Referring expression grounding data:
****************************************

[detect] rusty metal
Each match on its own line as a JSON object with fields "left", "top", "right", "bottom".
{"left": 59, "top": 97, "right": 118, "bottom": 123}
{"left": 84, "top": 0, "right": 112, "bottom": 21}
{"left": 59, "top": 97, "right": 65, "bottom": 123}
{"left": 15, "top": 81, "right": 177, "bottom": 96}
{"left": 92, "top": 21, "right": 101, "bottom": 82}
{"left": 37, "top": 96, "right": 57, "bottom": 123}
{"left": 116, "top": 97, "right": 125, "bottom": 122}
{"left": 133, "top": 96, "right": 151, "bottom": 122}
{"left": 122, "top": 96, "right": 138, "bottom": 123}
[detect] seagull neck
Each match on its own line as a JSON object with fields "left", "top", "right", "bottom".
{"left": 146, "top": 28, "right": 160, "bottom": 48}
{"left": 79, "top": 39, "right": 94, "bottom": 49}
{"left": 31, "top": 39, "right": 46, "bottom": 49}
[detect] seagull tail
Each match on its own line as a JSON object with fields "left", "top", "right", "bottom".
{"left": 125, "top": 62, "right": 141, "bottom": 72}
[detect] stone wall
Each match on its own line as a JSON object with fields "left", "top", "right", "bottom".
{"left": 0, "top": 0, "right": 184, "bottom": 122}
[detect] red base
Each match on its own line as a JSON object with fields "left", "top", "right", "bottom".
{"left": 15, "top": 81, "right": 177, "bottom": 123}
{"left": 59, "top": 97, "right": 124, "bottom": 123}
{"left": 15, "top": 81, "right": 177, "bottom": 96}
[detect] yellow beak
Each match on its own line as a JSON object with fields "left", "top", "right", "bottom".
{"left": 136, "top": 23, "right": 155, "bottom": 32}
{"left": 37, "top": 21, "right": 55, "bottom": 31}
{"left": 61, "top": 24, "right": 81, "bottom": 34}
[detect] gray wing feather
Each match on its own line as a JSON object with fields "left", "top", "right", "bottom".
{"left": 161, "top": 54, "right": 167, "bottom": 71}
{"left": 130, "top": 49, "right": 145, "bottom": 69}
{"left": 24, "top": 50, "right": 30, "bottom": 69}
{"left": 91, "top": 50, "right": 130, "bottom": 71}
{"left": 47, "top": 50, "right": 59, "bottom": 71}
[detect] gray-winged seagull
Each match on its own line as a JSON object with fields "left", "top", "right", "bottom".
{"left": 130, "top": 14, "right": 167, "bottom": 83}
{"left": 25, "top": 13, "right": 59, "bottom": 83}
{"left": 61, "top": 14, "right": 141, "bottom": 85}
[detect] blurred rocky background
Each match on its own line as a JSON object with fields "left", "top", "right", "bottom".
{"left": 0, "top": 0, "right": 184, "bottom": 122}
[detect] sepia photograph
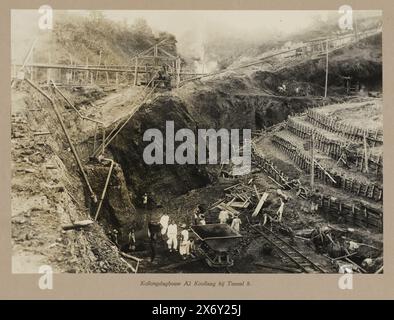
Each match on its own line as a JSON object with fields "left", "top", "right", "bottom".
{"left": 10, "top": 8, "right": 383, "bottom": 275}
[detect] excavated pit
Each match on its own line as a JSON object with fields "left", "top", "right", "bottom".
{"left": 89, "top": 88, "right": 321, "bottom": 239}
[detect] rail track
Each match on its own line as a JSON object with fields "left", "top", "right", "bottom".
{"left": 246, "top": 220, "right": 326, "bottom": 273}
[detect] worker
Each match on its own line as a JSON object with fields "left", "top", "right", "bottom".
{"left": 231, "top": 215, "right": 242, "bottom": 233}
{"left": 218, "top": 210, "right": 229, "bottom": 224}
{"left": 361, "top": 258, "right": 374, "bottom": 271}
{"left": 348, "top": 241, "right": 360, "bottom": 252}
{"left": 192, "top": 206, "right": 200, "bottom": 225}
{"left": 66, "top": 72, "right": 72, "bottom": 84}
{"left": 157, "top": 68, "right": 163, "bottom": 80}
{"left": 128, "top": 227, "right": 136, "bottom": 252}
{"left": 276, "top": 189, "right": 289, "bottom": 201}
{"left": 262, "top": 211, "right": 268, "bottom": 226}
{"left": 142, "top": 193, "right": 148, "bottom": 209}
{"left": 111, "top": 228, "right": 119, "bottom": 247}
{"left": 149, "top": 232, "right": 157, "bottom": 262}
{"left": 161, "top": 66, "right": 171, "bottom": 89}
{"left": 148, "top": 222, "right": 159, "bottom": 263}
{"left": 189, "top": 238, "right": 196, "bottom": 258}
{"left": 278, "top": 83, "right": 287, "bottom": 93}
{"left": 159, "top": 212, "right": 170, "bottom": 236}
{"left": 179, "top": 224, "right": 191, "bottom": 260}
{"left": 310, "top": 201, "right": 319, "bottom": 214}
{"left": 199, "top": 214, "right": 206, "bottom": 225}
{"left": 276, "top": 198, "right": 285, "bottom": 222}
{"left": 167, "top": 220, "right": 178, "bottom": 252}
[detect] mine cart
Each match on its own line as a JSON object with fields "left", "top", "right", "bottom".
{"left": 191, "top": 224, "right": 242, "bottom": 268}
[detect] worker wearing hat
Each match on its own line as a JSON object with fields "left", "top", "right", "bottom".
{"left": 179, "top": 224, "right": 191, "bottom": 260}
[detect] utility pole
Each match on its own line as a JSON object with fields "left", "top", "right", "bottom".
{"left": 85, "top": 57, "right": 89, "bottom": 84}
{"left": 363, "top": 131, "right": 369, "bottom": 173}
{"left": 324, "top": 39, "right": 329, "bottom": 99}
{"left": 96, "top": 50, "right": 102, "bottom": 81}
{"left": 11, "top": 38, "right": 37, "bottom": 88}
{"left": 30, "top": 48, "right": 34, "bottom": 82}
{"left": 47, "top": 51, "right": 51, "bottom": 84}
{"left": 201, "top": 44, "right": 205, "bottom": 74}
{"left": 133, "top": 57, "right": 138, "bottom": 86}
{"left": 176, "top": 57, "right": 181, "bottom": 88}
{"left": 310, "top": 131, "right": 315, "bottom": 190}
{"left": 154, "top": 44, "right": 158, "bottom": 67}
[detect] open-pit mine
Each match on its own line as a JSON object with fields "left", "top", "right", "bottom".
{"left": 11, "top": 10, "right": 383, "bottom": 274}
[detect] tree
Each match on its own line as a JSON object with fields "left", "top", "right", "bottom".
{"left": 88, "top": 11, "right": 105, "bottom": 23}
{"left": 157, "top": 32, "right": 177, "bottom": 56}
{"left": 132, "top": 18, "right": 154, "bottom": 39}
{"left": 130, "top": 18, "right": 155, "bottom": 51}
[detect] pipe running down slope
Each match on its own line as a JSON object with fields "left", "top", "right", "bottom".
{"left": 24, "top": 78, "right": 98, "bottom": 203}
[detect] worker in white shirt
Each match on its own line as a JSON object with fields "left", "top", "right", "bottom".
{"left": 167, "top": 220, "right": 178, "bottom": 252}
{"left": 179, "top": 224, "right": 191, "bottom": 259}
{"left": 231, "top": 215, "right": 242, "bottom": 233}
{"left": 159, "top": 213, "right": 170, "bottom": 236}
{"left": 276, "top": 198, "right": 285, "bottom": 222}
{"left": 263, "top": 211, "right": 268, "bottom": 226}
{"left": 199, "top": 214, "right": 206, "bottom": 225}
{"left": 218, "top": 210, "right": 229, "bottom": 224}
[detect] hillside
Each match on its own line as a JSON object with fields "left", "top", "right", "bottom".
{"left": 32, "top": 12, "right": 177, "bottom": 66}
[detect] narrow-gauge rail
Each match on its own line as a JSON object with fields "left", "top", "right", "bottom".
{"left": 246, "top": 221, "right": 327, "bottom": 273}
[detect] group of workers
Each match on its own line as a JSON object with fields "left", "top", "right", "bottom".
{"left": 108, "top": 190, "right": 287, "bottom": 264}
{"left": 156, "top": 212, "right": 193, "bottom": 260}
{"left": 105, "top": 190, "right": 291, "bottom": 270}
{"left": 255, "top": 189, "right": 288, "bottom": 227}
{"left": 148, "top": 205, "right": 244, "bottom": 262}
{"left": 129, "top": 190, "right": 290, "bottom": 264}
{"left": 218, "top": 209, "right": 242, "bottom": 233}
{"left": 277, "top": 82, "right": 310, "bottom": 97}
{"left": 108, "top": 226, "right": 136, "bottom": 252}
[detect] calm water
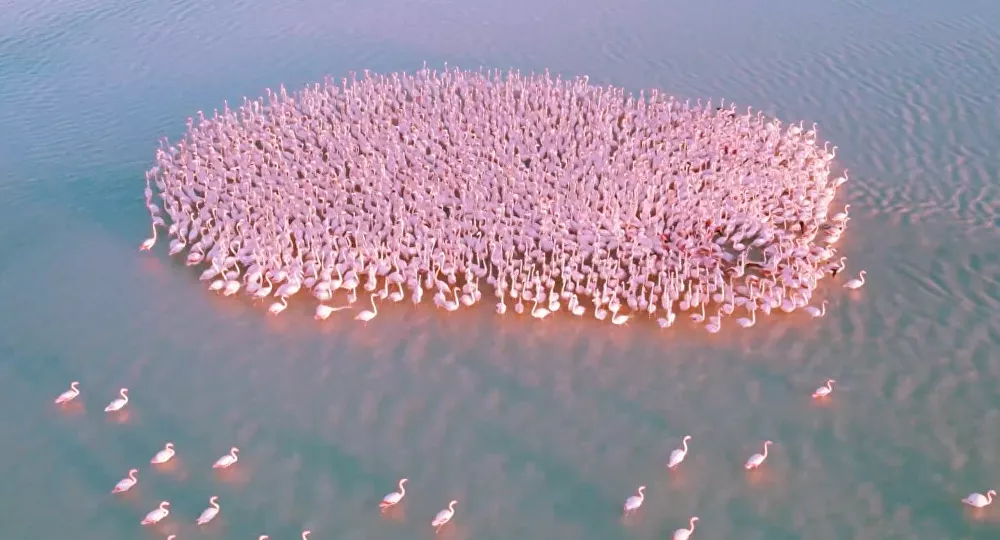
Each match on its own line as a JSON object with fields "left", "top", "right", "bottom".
{"left": 2, "top": 0, "right": 1000, "bottom": 538}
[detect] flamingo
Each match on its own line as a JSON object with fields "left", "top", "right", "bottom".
{"left": 804, "top": 300, "right": 827, "bottom": 317}
{"left": 141, "top": 501, "right": 170, "bottom": 525}
{"left": 668, "top": 435, "right": 692, "bottom": 469}
{"left": 111, "top": 468, "right": 138, "bottom": 493}
{"left": 268, "top": 296, "right": 289, "bottom": 315}
{"left": 736, "top": 307, "right": 756, "bottom": 328}
{"left": 213, "top": 447, "right": 239, "bottom": 469}
{"left": 315, "top": 302, "right": 351, "bottom": 320}
{"left": 962, "top": 490, "right": 996, "bottom": 508}
{"left": 151, "top": 442, "right": 175, "bottom": 464}
{"left": 104, "top": 388, "right": 129, "bottom": 412}
{"left": 843, "top": 270, "right": 866, "bottom": 289}
{"left": 140, "top": 226, "right": 158, "bottom": 251}
{"left": 673, "top": 516, "right": 699, "bottom": 540}
{"left": 355, "top": 293, "right": 379, "bottom": 322}
{"left": 379, "top": 478, "right": 408, "bottom": 511}
{"left": 812, "top": 379, "right": 836, "bottom": 398}
{"left": 530, "top": 297, "right": 551, "bottom": 319}
{"left": 745, "top": 440, "right": 773, "bottom": 470}
{"left": 830, "top": 204, "right": 850, "bottom": 222}
{"left": 431, "top": 500, "right": 458, "bottom": 533}
{"left": 623, "top": 485, "right": 646, "bottom": 515}
{"left": 55, "top": 381, "right": 80, "bottom": 404}
{"left": 196, "top": 496, "right": 221, "bottom": 525}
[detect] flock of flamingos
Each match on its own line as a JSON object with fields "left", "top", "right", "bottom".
{"left": 52, "top": 379, "right": 998, "bottom": 538}
{"left": 69, "top": 67, "right": 989, "bottom": 536}
{"left": 137, "top": 67, "right": 870, "bottom": 329}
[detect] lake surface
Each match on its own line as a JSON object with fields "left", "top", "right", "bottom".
{"left": 2, "top": 0, "right": 1000, "bottom": 538}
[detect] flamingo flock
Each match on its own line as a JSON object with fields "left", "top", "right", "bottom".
{"left": 74, "top": 379, "right": 996, "bottom": 540}
{"left": 140, "top": 67, "right": 867, "bottom": 329}
{"left": 55, "top": 369, "right": 994, "bottom": 536}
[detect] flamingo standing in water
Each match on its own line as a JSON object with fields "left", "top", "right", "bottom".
{"left": 962, "top": 489, "right": 996, "bottom": 508}
{"left": 268, "top": 296, "right": 289, "bottom": 315}
{"left": 623, "top": 485, "right": 646, "bottom": 515}
{"left": 140, "top": 225, "right": 158, "bottom": 251}
{"left": 812, "top": 379, "right": 836, "bottom": 398}
{"left": 804, "top": 300, "right": 827, "bottom": 317}
{"left": 355, "top": 294, "right": 379, "bottom": 322}
{"left": 673, "top": 516, "right": 699, "bottom": 540}
{"left": 843, "top": 270, "right": 866, "bottom": 289}
{"left": 379, "top": 478, "right": 408, "bottom": 511}
{"left": 745, "top": 440, "right": 773, "bottom": 470}
{"left": 55, "top": 381, "right": 80, "bottom": 404}
{"left": 213, "top": 447, "right": 240, "bottom": 469}
{"left": 151, "top": 442, "right": 175, "bottom": 464}
{"left": 141, "top": 501, "right": 170, "bottom": 525}
{"left": 104, "top": 388, "right": 129, "bottom": 412}
{"left": 196, "top": 496, "right": 221, "bottom": 524}
{"left": 431, "top": 500, "right": 457, "bottom": 533}
{"left": 111, "top": 469, "right": 138, "bottom": 493}
{"left": 668, "top": 435, "right": 692, "bottom": 469}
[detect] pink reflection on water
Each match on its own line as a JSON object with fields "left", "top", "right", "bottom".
{"left": 151, "top": 457, "right": 189, "bottom": 482}
{"left": 105, "top": 409, "right": 133, "bottom": 425}
{"left": 55, "top": 400, "right": 85, "bottom": 417}
{"left": 215, "top": 465, "right": 251, "bottom": 487}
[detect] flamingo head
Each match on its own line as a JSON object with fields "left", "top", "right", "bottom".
{"left": 400, "top": 478, "right": 409, "bottom": 485}
{"left": 165, "top": 442, "right": 174, "bottom": 449}
{"left": 209, "top": 495, "right": 219, "bottom": 504}
{"left": 120, "top": 388, "right": 129, "bottom": 394}
{"left": 764, "top": 440, "right": 773, "bottom": 447}
{"left": 683, "top": 435, "right": 692, "bottom": 443}
{"left": 990, "top": 490, "right": 997, "bottom": 497}
{"left": 231, "top": 446, "right": 240, "bottom": 454}
{"left": 827, "top": 379, "right": 836, "bottom": 385}
{"left": 691, "top": 516, "right": 700, "bottom": 524}
{"left": 160, "top": 501, "right": 171, "bottom": 508}
{"left": 129, "top": 468, "right": 138, "bottom": 474}
{"left": 637, "top": 485, "right": 646, "bottom": 493}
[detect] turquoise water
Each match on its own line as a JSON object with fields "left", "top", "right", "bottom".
{"left": 2, "top": 0, "right": 1000, "bottom": 538}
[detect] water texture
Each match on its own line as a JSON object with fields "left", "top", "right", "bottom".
{"left": 1, "top": 0, "right": 999, "bottom": 538}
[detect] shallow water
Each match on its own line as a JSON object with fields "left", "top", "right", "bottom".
{"left": 2, "top": 0, "right": 1000, "bottom": 538}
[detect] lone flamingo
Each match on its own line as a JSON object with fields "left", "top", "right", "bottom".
{"left": 379, "top": 478, "right": 408, "bottom": 511}
{"left": 668, "top": 435, "right": 691, "bottom": 469}
{"left": 213, "top": 447, "right": 240, "bottom": 469}
{"left": 673, "top": 516, "right": 699, "bottom": 540}
{"left": 104, "top": 388, "right": 129, "bottom": 412}
{"left": 962, "top": 490, "right": 996, "bottom": 508}
{"left": 111, "top": 469, "right": 138, "bottom": 493}
{"left": 623, "top": 485, "right": 646, "bottom": 515}
{"left": 141, "top": 501, "right": 170, "bottom": 525}
{"left": 55, "top": 381, "right": 80, "bottom": 405}
{"left": 431, "top": 500, "right": 457, "bottom": 533}
{"left": 812, "top": 379, "right": 836, "bottom": 398}
{"left": 745, "top": 440, "right": 773, "bottom": 470}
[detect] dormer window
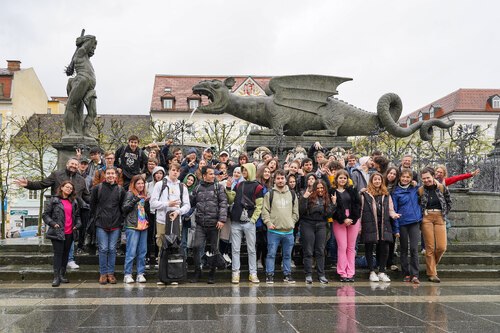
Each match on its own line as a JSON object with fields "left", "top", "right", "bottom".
{"left": 406, "top": 117, "right": 412, "bottom": 126}
{"left": 162, "top": 98, "right": 174, "bottom": 110}
{"left": 188, "top": 98, "right": 200, "bottom": 110}
{"left": 429, "top": 107, "right": 435, "bottom": 118}
{"left": 492, "top": 95, "right": 500, "bottom": 109}
{"left": 418, "top": 112, "right": 423, "bottom": 121}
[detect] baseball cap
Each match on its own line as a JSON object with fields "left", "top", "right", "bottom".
{"left": 204, "top": 147, "right": 213, "bottom": 153}
{"left": 219, "top": 151, "right": 229, "bottom": 157}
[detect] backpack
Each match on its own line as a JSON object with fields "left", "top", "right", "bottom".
{"left": 418, "top": 183, "right": 444, "bottom": 197}
{"left": 268, "top": 189, "right": 296, "bottom": 209}
{"left": 158, "top": 178, "right": 185, "bottom": 206}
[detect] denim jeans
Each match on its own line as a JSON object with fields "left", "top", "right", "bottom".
{"left": 96, "top": 227, "right": 121, "bottom": 274}
{"left": 231, "top": 221, "right": 257, "bottom": 275}
{"left": 266, "top": 231, "right": 294, "bottom": 276}
{"left": 68, "top": 241, "right": 75, "bottom": 262}
{"left": 124, "top": 228, "right": 148, "bottom": 275}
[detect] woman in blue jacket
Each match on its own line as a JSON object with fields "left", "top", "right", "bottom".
{"left": 391, "top": 168, "right": 422, "bottom": 284}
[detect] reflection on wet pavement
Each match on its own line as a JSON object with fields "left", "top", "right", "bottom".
{"left": 0, "top": 281, "right": 499, "bottom": 332}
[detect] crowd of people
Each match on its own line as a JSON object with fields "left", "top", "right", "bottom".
{"left": 16, "top": 135, "right": 481, "bottom": 287}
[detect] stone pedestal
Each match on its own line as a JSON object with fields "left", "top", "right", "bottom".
{"left": 245, "top": 133, "right": 352, "bottom": 159}
{"left": 53, "top": 136, "right": 98, "bottom": 170}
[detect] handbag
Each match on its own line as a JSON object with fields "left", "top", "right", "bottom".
{"left": 45, "top": 226, "right": 62, "bottom": 240}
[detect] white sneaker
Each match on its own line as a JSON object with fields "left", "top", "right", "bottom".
{"left": 421, "top": 249, "right": 426, "bottom": 255}
{"left": 136, "top": 274, "right": 146, "bottom": 283}
{"left": 232, "top": 272, "right": 240, "bottom": 284}
{"left": 378, "top": 272, "right": 391, "bottom": 282}
{"left": 123, "top": 275, "right": 134, "bottom": 284}
{"left": 67, "top": 261, "right": 79, "bottom": 269}
{"left": 369, "top": 271, "right": 379, "bottom": 282}
{"left": 249, "top": 274, "right": 260, "bottom": 283}
{"left": 257, "top": 262, "right": 264, "bottom": 270}
{"left": 171, "top": 282, "right": 179, "bottom": 285}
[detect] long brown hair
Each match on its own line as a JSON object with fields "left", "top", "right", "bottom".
{"left": 129, "top": 175, "right": 146, "bottom": 197}
{"left": 56, "top": 180, "right": 76, "bottom": 201}
{"left": 308, "top": 179, "right": 330, "bottom": 210}
{"left": 256, "top": 166, "right": 273, "bottom": 189}
{"left": 334, "top": 169, "right": 351, "bottom": 189}
{"left": 366, "top": 172, "right": 389, "bottom": 196}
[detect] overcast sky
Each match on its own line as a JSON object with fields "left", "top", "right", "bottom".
{"left": 2, "top": 0, "right": 499, "bottom": 117}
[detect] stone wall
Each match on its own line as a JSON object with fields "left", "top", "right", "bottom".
{"left": 448, "top": 189, "right": 500, "bottom": 242}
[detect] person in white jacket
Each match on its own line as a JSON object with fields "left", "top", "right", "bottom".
{"left": 149, "top": 162, "right": 190, "bottom": 254}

****************************************

## Task statement
Above are the records. Identify each line that contains the word "mine".

## Output for this task
[detect] mine cart
[detect] open-pit mine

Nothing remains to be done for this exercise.